:: REQUIREMENT ::
Format the part of the lines that opens with the line containing "Each <instance> block" and closes with the line containing "0H865L857 5L831 40L848" as a numbered list, skipping any blank lines.

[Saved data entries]
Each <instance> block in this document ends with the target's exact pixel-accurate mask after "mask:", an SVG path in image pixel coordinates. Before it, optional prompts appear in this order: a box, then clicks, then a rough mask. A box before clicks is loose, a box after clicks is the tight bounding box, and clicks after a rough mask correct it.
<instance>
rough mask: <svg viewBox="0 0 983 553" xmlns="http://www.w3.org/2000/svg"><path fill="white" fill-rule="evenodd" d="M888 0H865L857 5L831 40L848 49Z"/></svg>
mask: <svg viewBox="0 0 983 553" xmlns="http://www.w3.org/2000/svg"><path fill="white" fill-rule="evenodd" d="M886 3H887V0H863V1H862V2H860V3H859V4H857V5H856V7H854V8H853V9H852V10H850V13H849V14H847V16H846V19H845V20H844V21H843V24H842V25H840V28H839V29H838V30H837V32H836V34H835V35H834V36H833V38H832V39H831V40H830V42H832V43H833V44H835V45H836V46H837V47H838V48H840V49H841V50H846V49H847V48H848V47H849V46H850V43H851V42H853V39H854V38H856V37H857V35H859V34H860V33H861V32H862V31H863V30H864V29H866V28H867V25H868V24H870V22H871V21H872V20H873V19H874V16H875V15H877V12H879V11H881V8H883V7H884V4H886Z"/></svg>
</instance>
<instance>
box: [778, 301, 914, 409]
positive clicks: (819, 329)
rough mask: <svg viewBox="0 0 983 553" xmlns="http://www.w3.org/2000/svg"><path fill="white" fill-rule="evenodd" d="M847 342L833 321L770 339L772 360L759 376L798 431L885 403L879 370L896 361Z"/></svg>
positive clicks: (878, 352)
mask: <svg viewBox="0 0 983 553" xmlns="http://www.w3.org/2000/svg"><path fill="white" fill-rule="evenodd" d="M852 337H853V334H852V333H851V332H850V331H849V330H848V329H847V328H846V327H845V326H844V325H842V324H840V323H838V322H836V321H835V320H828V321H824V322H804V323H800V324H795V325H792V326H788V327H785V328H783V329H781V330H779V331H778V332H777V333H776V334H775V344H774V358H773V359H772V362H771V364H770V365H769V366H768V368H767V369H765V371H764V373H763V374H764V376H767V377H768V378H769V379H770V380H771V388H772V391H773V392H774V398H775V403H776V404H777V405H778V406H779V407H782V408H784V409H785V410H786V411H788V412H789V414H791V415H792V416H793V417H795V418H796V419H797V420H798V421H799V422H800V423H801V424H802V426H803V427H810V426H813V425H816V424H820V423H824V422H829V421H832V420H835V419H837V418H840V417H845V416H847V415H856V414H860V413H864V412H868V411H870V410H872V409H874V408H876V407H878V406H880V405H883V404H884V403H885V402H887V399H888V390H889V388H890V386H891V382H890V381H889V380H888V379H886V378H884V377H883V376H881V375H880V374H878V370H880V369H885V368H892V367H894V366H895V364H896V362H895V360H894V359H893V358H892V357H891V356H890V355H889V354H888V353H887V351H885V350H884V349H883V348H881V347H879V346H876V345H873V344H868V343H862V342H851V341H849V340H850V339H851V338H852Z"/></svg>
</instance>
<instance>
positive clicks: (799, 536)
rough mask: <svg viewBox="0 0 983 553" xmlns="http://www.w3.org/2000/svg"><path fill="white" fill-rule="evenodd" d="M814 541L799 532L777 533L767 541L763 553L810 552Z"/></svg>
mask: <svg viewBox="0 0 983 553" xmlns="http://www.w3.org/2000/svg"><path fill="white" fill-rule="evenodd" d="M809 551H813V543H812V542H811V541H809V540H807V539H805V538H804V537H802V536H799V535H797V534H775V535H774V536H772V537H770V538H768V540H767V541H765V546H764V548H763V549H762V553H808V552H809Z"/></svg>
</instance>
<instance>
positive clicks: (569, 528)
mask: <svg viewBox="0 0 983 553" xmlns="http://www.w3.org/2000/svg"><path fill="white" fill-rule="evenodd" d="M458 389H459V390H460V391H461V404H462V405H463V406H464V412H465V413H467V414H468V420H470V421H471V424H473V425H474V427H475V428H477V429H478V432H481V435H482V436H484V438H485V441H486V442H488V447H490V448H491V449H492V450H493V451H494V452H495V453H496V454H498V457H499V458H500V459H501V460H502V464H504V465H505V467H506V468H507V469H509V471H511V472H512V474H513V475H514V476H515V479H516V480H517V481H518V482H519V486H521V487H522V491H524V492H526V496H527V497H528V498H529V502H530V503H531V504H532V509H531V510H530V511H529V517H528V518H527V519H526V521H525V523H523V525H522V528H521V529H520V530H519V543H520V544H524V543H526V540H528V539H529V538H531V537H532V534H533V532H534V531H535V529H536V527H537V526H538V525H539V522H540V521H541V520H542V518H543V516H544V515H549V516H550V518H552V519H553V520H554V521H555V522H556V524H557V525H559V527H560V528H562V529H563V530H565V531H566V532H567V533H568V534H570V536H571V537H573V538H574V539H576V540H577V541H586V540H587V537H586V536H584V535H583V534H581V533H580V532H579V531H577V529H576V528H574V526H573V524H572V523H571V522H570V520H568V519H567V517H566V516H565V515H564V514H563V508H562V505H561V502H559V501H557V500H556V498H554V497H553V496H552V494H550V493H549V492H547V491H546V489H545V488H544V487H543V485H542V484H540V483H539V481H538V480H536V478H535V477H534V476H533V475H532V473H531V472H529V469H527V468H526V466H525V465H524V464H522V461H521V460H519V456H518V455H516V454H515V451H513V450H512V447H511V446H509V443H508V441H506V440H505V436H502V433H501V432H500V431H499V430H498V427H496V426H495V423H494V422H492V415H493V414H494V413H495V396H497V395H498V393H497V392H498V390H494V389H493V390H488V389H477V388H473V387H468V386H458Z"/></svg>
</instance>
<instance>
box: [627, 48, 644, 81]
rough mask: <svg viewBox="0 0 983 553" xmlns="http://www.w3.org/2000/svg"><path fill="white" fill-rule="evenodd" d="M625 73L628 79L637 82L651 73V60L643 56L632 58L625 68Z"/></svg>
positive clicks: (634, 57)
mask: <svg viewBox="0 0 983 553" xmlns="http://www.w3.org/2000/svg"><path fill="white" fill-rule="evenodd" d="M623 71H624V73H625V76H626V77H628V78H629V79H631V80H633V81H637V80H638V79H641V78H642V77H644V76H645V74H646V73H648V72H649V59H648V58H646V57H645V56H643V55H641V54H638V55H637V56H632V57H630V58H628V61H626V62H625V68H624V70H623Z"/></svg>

==

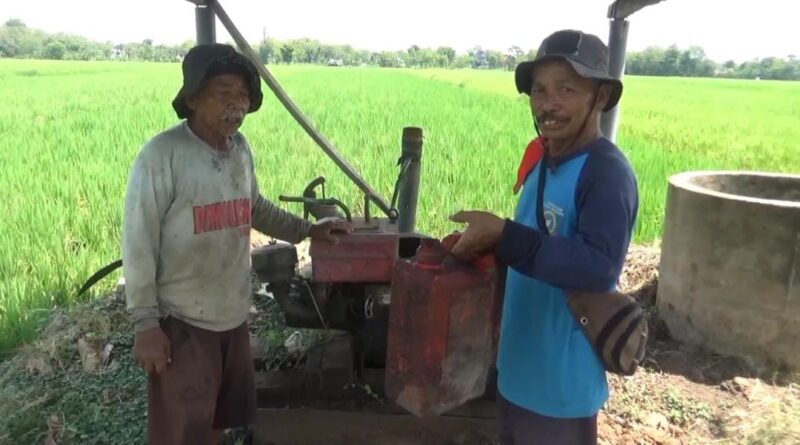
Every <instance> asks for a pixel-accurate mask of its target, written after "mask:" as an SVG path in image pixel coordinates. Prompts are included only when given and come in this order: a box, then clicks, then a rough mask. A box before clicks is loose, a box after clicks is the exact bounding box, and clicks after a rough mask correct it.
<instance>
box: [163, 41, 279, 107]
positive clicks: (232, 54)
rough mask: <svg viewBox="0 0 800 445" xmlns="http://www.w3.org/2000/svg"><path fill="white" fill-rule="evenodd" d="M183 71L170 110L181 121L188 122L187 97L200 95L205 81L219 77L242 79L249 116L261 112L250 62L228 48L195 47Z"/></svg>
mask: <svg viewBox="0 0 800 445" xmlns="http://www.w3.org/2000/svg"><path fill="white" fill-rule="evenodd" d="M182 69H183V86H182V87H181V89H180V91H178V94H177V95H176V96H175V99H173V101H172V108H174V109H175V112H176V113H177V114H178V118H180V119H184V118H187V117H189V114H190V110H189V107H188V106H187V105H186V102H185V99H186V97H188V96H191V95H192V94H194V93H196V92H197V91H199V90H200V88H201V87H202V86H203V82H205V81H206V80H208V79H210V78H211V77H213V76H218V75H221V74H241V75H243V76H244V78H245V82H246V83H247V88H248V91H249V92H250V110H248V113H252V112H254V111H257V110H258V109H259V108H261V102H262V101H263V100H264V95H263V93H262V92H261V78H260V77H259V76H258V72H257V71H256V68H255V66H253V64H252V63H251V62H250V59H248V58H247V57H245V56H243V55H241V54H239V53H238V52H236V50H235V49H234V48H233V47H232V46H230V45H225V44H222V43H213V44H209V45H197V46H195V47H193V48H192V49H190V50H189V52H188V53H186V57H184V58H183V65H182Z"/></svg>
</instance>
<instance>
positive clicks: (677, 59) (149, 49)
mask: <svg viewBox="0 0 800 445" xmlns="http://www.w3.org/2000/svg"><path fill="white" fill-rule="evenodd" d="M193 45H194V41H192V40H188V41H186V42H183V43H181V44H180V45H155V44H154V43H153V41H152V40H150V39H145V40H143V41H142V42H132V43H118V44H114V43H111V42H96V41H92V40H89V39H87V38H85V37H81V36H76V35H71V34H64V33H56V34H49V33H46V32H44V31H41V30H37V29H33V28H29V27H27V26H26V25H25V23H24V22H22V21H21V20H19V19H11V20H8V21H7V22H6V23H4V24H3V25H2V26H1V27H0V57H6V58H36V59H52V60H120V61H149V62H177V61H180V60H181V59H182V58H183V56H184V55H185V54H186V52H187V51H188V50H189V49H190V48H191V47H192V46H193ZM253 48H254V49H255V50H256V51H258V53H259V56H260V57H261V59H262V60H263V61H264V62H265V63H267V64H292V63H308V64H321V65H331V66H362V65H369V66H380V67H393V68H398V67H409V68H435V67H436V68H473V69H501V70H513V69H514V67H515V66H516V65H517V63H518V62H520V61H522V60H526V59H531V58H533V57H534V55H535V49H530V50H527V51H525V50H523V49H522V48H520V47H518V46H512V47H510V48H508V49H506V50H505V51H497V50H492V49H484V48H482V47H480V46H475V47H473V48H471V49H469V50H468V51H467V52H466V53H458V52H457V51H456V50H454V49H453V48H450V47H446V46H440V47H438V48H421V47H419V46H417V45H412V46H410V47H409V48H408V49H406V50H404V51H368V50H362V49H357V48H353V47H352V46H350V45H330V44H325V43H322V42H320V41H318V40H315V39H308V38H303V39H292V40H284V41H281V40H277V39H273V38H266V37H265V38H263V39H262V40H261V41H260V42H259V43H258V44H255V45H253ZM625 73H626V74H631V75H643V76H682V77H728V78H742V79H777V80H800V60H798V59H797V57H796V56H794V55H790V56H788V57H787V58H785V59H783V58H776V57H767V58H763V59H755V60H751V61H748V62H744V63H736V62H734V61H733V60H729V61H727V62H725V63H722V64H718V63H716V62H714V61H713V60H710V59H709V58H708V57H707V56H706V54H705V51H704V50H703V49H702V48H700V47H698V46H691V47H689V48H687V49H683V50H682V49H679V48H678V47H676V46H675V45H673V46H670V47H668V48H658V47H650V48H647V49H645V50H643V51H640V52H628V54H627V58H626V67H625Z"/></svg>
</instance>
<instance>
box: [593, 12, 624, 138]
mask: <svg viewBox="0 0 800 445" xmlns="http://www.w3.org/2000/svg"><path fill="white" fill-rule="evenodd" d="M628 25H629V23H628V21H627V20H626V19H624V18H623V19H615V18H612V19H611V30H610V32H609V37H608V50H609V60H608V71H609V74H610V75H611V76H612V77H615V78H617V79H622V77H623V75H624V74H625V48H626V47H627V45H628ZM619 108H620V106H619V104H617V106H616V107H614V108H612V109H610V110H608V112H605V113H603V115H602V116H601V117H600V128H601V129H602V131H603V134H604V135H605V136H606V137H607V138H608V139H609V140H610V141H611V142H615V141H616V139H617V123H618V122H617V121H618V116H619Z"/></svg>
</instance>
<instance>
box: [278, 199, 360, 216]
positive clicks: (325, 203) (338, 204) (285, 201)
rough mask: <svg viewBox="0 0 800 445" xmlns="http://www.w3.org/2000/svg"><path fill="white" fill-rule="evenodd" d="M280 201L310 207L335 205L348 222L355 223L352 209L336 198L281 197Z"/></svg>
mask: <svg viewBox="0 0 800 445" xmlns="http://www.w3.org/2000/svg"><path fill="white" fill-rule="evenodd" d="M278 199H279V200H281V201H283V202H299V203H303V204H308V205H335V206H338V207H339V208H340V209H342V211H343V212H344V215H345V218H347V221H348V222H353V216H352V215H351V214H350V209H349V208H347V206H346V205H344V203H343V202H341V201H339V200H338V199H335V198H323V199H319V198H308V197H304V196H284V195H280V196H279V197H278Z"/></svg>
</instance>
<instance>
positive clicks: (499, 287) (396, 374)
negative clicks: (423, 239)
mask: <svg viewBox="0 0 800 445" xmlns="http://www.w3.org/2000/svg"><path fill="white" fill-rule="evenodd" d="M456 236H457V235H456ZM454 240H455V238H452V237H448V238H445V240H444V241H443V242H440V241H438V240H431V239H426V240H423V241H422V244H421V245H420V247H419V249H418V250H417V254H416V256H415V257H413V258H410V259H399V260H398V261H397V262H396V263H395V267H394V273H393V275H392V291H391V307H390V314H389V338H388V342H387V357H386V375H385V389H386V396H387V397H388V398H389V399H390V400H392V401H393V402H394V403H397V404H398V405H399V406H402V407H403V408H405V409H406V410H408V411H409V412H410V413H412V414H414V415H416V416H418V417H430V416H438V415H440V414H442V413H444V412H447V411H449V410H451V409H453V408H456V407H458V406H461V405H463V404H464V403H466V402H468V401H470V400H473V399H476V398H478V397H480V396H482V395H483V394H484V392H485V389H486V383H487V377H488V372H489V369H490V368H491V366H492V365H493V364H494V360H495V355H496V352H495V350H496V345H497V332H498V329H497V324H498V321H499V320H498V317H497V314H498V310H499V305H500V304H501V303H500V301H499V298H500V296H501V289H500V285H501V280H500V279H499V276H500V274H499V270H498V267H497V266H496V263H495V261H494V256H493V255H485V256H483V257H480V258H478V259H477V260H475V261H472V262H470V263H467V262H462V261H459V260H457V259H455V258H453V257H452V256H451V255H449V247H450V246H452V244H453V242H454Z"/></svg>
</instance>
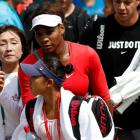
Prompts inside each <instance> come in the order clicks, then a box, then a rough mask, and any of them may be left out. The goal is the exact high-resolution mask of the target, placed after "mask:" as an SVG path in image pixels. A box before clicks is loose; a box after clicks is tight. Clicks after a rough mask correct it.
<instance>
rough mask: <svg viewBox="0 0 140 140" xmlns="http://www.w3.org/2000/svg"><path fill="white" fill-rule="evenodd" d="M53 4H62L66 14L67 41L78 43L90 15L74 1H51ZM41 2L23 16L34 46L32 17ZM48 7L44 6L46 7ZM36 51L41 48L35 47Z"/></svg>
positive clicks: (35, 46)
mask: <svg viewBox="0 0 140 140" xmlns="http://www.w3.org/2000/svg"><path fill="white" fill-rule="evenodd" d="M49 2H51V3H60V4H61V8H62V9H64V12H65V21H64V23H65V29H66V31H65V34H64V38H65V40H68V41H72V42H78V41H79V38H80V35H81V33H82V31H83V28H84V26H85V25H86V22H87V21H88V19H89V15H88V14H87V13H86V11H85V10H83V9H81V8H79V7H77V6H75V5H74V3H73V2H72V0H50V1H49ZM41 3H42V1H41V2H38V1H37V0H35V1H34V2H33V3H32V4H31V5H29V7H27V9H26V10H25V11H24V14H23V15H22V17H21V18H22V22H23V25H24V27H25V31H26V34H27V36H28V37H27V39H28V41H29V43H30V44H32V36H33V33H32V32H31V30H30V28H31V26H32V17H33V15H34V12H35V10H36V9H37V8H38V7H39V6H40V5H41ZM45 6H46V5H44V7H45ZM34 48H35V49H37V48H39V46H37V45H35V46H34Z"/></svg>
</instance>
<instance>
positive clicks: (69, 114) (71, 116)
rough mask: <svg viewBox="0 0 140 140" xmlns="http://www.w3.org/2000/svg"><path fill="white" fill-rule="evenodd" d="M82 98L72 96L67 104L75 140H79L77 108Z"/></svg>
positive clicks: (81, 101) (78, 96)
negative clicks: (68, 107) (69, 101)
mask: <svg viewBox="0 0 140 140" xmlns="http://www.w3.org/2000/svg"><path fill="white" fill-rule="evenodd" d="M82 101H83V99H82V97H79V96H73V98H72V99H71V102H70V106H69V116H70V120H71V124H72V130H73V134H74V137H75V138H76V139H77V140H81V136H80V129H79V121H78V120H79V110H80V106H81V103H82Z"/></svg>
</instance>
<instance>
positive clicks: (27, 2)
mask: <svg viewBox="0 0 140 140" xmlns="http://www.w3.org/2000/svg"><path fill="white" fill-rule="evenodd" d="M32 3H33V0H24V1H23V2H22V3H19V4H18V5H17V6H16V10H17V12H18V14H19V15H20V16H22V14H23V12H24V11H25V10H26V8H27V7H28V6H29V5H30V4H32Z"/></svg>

--

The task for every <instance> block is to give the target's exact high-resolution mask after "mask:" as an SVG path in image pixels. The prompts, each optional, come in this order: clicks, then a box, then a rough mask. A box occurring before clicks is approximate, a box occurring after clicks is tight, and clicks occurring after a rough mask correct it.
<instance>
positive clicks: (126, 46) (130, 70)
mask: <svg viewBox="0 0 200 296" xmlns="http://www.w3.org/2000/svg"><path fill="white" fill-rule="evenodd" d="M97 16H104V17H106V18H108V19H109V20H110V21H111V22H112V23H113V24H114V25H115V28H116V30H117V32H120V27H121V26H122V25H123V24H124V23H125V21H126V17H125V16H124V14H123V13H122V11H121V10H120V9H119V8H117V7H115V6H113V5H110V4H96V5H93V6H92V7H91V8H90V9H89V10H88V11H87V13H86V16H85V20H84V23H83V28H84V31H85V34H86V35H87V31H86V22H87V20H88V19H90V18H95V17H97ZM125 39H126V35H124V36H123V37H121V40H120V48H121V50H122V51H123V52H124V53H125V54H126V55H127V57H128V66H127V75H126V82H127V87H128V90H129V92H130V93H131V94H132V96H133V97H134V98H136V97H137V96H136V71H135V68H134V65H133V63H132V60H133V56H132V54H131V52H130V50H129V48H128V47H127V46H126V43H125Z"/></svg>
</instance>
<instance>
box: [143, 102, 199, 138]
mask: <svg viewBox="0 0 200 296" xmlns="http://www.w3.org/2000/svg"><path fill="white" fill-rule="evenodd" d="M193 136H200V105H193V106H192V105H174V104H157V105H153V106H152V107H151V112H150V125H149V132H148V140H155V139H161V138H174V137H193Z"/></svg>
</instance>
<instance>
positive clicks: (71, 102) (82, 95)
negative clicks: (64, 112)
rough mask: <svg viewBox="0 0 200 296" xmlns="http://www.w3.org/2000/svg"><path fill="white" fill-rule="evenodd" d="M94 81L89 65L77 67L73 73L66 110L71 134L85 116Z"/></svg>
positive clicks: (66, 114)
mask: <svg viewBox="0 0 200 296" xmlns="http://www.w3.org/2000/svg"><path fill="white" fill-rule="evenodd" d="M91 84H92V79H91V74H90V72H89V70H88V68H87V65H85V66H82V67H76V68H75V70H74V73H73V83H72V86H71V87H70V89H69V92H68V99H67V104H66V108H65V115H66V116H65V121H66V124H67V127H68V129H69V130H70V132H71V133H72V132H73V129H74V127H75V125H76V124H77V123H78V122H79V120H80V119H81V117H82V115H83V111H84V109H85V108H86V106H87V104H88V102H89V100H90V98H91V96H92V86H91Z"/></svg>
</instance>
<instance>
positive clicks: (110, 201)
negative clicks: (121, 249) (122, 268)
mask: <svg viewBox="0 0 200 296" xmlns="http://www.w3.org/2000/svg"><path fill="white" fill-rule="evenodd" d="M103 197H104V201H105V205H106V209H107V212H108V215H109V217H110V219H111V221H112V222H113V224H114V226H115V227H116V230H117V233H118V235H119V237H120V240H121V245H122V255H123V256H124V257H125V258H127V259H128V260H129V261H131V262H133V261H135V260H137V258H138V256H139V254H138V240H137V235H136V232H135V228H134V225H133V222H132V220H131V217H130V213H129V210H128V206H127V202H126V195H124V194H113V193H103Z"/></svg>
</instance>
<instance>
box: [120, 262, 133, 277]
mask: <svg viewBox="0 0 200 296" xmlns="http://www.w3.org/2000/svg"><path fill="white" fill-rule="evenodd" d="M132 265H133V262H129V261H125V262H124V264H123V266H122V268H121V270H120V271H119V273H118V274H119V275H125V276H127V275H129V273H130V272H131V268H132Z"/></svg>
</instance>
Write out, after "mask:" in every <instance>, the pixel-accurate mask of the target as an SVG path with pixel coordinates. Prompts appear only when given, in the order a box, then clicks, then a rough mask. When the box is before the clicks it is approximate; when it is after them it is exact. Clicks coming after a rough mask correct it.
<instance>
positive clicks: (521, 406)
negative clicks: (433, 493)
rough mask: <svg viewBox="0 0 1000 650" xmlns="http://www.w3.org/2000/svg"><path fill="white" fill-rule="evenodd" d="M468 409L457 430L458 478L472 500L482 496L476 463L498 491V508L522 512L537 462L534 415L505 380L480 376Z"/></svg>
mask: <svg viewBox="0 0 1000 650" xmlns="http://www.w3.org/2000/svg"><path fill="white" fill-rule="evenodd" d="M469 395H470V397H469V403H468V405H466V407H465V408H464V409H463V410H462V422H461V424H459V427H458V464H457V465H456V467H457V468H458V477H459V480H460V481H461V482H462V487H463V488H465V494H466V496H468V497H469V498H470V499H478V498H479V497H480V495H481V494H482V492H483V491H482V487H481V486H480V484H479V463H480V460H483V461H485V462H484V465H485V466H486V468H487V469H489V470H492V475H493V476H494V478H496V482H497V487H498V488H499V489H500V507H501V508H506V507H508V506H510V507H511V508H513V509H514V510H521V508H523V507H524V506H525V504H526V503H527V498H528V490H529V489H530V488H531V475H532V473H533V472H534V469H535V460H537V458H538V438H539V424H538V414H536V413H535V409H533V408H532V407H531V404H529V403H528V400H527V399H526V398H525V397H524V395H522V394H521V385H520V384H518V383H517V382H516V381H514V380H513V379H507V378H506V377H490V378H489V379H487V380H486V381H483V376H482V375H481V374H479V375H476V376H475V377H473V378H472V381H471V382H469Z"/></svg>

:: COMPLETED TASK ::
1. Each <instance> block in this document ends with the target's exact pixel-accurate mask after "mask:", an SVG path in image pixel coordinates. Before it, optional prompts appear in this order: a box, then clicks, then a rough mask. A box before clicks is loose, a box after clicks is the tight bounding box, and clicks after a rough mask correct it.
2. <instance>
3. rough mask: <svg viewBox="0 0 983 553" xmlns="http://www.w3.org/2000/svg"><path fill="white" fill-rule="evenodd" d="M888 0H865L857 5L831 40L848 49Z"/></svg>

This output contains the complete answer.